Region labeling rows
#####
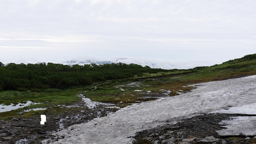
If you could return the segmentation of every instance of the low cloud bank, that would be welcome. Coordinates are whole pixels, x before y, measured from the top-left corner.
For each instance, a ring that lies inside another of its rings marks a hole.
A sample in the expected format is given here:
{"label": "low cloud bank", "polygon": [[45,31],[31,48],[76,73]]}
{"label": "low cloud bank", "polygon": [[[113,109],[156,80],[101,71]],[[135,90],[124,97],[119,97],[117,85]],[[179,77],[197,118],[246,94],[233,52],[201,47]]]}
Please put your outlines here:
{"label": "low cloud bank", "polygon": [[124,63],[127,64],[134,64],[142,65],[149,66],[151,68],[161,68],[164,69],[188,69],[194,68],[199,66],[210,66],[214,65],[210,62],[202,62],[195,61],[169,61],[163,60],[152,59],[145,59],[140,58],[133,57],[116,57],[110,60],[97,60],[95,58],[88,59],[86,60],[82,60],[81,58],[74,59],[72,60],[63,62],[65,64],[73,65],[78,64],[83,65],[90,63],[96,63],[98,64],[103,64],[117,63],[118,62]]}

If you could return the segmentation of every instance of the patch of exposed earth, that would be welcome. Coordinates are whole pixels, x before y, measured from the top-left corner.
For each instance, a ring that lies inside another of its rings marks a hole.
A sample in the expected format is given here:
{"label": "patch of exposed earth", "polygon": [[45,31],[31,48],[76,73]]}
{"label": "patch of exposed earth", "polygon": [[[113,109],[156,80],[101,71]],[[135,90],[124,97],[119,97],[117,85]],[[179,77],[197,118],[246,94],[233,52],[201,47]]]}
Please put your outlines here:
{"label": "patch of exposed earth", "polygon": [[221,122],[230,120],[232,117],[247,115],[204,114],[183,120],[175,124],[166,124],[137,133],[134,144],[248,144],[254,143],[256,136],[241,134],[222,136],[216,132],[224,125]]}

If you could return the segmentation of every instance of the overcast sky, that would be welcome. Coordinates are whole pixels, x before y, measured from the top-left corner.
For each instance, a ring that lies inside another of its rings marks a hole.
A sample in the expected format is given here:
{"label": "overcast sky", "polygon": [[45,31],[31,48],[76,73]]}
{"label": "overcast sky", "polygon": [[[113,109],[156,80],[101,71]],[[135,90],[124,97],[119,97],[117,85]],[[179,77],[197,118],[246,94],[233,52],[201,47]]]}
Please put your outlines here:
{"label": "overcast sky", "polygon": [[0,2],[6,64],[127,58],[188,68],[256,53],[255,0]]}

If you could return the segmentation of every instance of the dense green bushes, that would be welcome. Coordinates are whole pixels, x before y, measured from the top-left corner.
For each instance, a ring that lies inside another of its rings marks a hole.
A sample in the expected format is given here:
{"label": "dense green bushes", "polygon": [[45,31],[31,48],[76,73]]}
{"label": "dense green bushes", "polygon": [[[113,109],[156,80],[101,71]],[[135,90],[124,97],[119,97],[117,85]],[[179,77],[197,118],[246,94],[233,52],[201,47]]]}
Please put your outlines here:
{"label": "dense green bushes", "polygon": [[133,78],[135,75],[143,72],[167,70],[122,63],[99,65],[75,64],[70,66],[45,62],[27,64],[11,63],[5,65],[0,62],[0,91],[63,89],[71,86],[90,85],[106,80]]}

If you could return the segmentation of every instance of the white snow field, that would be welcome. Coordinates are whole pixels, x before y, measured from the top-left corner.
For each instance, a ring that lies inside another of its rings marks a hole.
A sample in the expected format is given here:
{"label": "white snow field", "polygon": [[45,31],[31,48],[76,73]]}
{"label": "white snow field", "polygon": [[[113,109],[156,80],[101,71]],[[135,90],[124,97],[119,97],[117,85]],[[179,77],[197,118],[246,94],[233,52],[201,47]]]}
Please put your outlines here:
#####
Reproduce every one of the rows above verbatim, omitting the pictures.

If you could return the segmentation of every instance of the low cloud bank, that would be welcome. Coordinates are whole pixels, x before y, measured from the top-left corner.
For each instance, a ring that lies inside another of its rings marks a hole.
A sample in the expected format is given here:
{"label": "low cloud bank", "polygon": [[45,31],[31,48],[76,73]]}
{"label": "low cloud bank", "polygon": [[[113,109],[156,80],[101,71]],[[135,90],[124,97],[119,97],[117,85]],[[179,77],[197,118],[246,94],[233,52],[201,47]]]}
Please put your outlines here:
{"label": "low cloud bank", "polygon": [[124,63],[127,64],[134,64],[142,65],[149,66],[151,68],[161,68],[164,69],[188,69],[194,68],[199,66],[210,66],[214,65],[210,62],[202,62],[195,61],[169,61],[163,60],[152,59],[145,59],[140,58],[133,57],[116,57],[110,60],[97,60],[95,58],[88,59],[86,60],[82,60],[81,58],[74,59],[72,60],[63,62],[65,64],[73,65],[78,64],[83,65],[90,63],[96,63],[98,64],[103,64],[117,63],[118,62]]}

If you could return the segmentation of every instance of the patch of exposed earth, that would be welcome. Coordinates are whole pixels, x before y, measured from the top-left corner.
For each instance, a ring that lies inside another of its rings marks a hole.
A sample in the expected format is given here:
{"label": "patch of exposed earth", "polygon": [[45,31],[31,48],[76,73]]}
{"label": "patch of exposed earth", "polygon": [[[113,109],[156,80],[101,71]],[[135,90],[124,97],[119,97],[117,85]],[[179,77],[197,118],[246,94],[233,52],[201,47]]]}
Please put your outlines here:
{"label": "patch of exposed earth", "polygon": [[221,122],[230,120],[232,117],[247,115],[204,114],[183,120],[175,124],[166,124],[137,133],[134,144],[248,144],[254,143],[256,136],[241,134],[222,136],[216,132],[224,125]]}

If you could return the segmentation of every instance of the overcast sky, that would be welcome. Coordinates are whole pixels, x before y, measured from the top-left corner.
For each instance, a ring that lies inside another of its rings marks a hole.
A sample in the expected format is given here:
{"label": "overcast sky", "polygon": [[45,31],[31,48],[76,73]]}
{"label": "overcast sky", "polygon": [[[113,109],[156,80],[101,71]],[[135,90],[124,97],[119,97],[117,85]],[[179,77],[197,118],[246,94],[233,52],[201,47]]]}
Please put your outlines here:
{"label": "overcast sky", "polygon": [[0,2],[6,64],[127,58],[188,68],[256,53],[255,0]]}

If you could return the segmentation of every instance of the dense green bushes, that would be welcome. Coordinates are whole pixels, x before y, measured from the top-left corner.
For each instance, a ring that lies inside another of its rings marks a hole.
A sample in the expected format is given here:
{"label": "dense green bushes", "polygon": [[45,31],[31,48],[76,73]]}
{"label": "dense green bushes", "polygon": [[[113,109],[156,80],[101,71]],[[135,90],[124,97],[119,97],[117,85]],[[179,77],[197,118],[246,94],[233,52],[201,47]]]}
Please put your outlines here:
{"label": "dense green bushes", "polygon": [[133,78],[135,75],[143,72],[167,70],[122,63],[99,65],[75,64],[70,66],[45,62],[27,64],[11,63],[5,65],[0,62],[0,91],[63,89],[71,86],[90,85],[106,80]]}

If you could return the segmentation of every instance of the white snow field, that would be welcome. Coordinates are whole pixels, x before y, measured from the top-left corner.
For each instance, a ring that lies inside another of its rings marks a hole.
A sample in the expected format is given here:
{"label": "white snow field", "polygon": [[45,31],[31,48],[76,73]]}
{"label": "white snow field", "polygon": [[[113,109],[156,80],[101,71]],[[135,90],[124,97],[119,97],[117,85]],[[179,77],[197,118],[246,94],[233,52],[201,47]]]}
Please put your outlines here:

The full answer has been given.